» SUPPLIED MATERIAL:
----------------------------------------

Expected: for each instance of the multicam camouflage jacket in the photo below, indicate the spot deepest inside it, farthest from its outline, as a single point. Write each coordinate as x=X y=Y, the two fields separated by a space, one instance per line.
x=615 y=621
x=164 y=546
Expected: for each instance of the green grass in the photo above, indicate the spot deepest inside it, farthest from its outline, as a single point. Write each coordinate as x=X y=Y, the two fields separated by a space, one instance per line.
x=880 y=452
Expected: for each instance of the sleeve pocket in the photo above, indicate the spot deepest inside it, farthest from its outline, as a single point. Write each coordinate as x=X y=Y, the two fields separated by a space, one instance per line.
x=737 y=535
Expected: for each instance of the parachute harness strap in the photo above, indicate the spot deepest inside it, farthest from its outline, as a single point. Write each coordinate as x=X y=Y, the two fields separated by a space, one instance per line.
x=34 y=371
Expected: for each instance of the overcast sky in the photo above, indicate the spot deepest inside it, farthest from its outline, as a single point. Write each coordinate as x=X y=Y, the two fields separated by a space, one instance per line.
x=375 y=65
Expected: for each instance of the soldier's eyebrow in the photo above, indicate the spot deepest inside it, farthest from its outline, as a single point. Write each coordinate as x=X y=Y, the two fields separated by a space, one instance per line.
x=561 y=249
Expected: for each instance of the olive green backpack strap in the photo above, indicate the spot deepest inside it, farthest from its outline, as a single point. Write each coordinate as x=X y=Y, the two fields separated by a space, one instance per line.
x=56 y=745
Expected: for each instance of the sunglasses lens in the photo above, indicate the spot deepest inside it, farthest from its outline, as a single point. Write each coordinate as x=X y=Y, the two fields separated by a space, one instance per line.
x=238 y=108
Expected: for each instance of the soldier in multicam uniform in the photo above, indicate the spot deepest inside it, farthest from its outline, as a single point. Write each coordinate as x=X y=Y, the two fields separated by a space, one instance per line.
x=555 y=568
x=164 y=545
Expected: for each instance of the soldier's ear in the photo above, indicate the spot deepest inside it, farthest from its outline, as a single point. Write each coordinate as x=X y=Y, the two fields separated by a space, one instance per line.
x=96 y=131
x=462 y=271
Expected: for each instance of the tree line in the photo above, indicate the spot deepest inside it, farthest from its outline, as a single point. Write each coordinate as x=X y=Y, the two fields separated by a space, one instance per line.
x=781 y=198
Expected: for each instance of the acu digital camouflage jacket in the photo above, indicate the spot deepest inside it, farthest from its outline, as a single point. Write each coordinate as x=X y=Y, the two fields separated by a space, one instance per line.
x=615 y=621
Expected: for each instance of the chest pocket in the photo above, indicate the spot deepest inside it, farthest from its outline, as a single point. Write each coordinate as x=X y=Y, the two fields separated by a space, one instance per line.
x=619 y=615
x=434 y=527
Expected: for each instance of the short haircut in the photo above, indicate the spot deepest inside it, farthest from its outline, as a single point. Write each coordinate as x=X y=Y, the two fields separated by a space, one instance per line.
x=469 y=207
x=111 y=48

----------------------------------------

» WORK TO COMPLETE: Restate all of the material, keeping every word intact.

» SOLVED EXERCISE:
Expected: for each instance of the multicam camouflage jacket in the photo below, indicate the spot deepest inside it, farthest from its outline, as a single point. Write each coordinate as x=X y=Y, the two fields separated by a space, one instance per line.
x=615 y=621
x=164 y=546
Expected: for each instance of the green grass in the photo above, indicate the spot deepest inside it, farthest from its outline, as a single point. Write each coordinate as x=X y=Y, the two fields separated by a space, one instance per line.
x=880 y=452
Expected: for each instance of the sleeve pocket in the photo above, indicate the spot deepest inside it, farthest from its outline, as a single point. Write each coordinate as x=X y=Y, the two fields separated by a space, one instance per line.
x=737 y=535
Expected: for each instance of the parachute harness strap in the photo above, indicate the spot deepest inside it, farthest from its outline, as a single point. Write each coordinate as x=X y=Y, the two fields separated by a space, one instance per line.
x=34 y=371
Expected: for each instance of the overcast sky in the photo above, indicate the spot deepest inside it, farthest from its outline, as a single point. Write each coordinate as x=X y=Y, the two fields separated by a space, one instance per line.
x=375 y=65
Expected: for each instance of the soldier's eyebrow in the photo above, indicate the spot deepest inside it, farthest from its outline, as a single point. Write each coordinate as x=X y=Y, the two fields separated by a space, one instance per line.
x=561 y=249
Expected: for each instance of the olive green backpack strap in the photo above, indicate the spot deepest inside it, farthest from its outline, as a single point. Write each coordinate as x=X y=Y, the two fields separated by a space, one instance per line.
x=56 y=745
Expected: for each instance of the sunglasses lens in the photo above, indicate the spot deepest inside it, farthest from its outline, as a single point. Write each coordinate as x=X y=Y, the two fields separated by a space, one instance per line.
x=238 y=108
Expected: for each instance of the soldier in multicam uniform in the photo above, indicate the spot deepest inside it, farthest from its outline, as a single point. Write each coordinate as x=X y=Y, the two fields separated by a space, one instance per line.
x=555 y=568
x=164 y=545
Expected: for each instance of the soldier's ear in the photo above, indicate the spot deepest inside it, farthest from its outline, as a single point. Write each coordinate as x=X y=Y, the two fields separated by a space, one instance per line.
x=96 y=131
x=462 y=271
Expected: for each instance of the tree line in the photo above, indicate the spot deepest inside it, farthest from its outline, as a single point. Write each coordinate as x=X y=Y, the two fields separated by a space, one instance per line.
x=781 y=198
Expected: for each instance of the acu digital camouflage jacket in the photo above, indicate the spot deepest inside it, farthest from its outline, as a single point. Write each coordinate as x=X y=Y, the two fields separated by a space, one instance per line.
x=615 y=621
Expected: for each instance of the chest pocket in the photo above, indicate the spot deepest inside it, farthest from its outline, as a single point. Write each coordinate as x=X y=Y, the two fields separated by a space, one instance per line.
x=619 y=615
x=434 y=527
Expected: for each instance of the short haircut in the photo above, indicate the spot deepest inside it, farthest from its outline, as a single point. Write each coordinate as x=X y=Y, the two fields separated by a space, one instance per line.
x=469 y=207
x=111 y=48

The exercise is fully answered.